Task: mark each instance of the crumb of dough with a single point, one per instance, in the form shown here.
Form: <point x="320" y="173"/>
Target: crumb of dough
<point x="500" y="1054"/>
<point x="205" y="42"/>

# # # # #

Problem to solve: Format every line of the listing above as a numbered list, omitting blank lines.

Task result:
1. Task: mark each instance of the crumb of dough with a single point, one per instance, in the form shown here.
2. Form: <point x="320" y="173"/>
3. Target: crumb of dough
4. <point x="500" y="1054"/>
5. <point x="205" y="42"/>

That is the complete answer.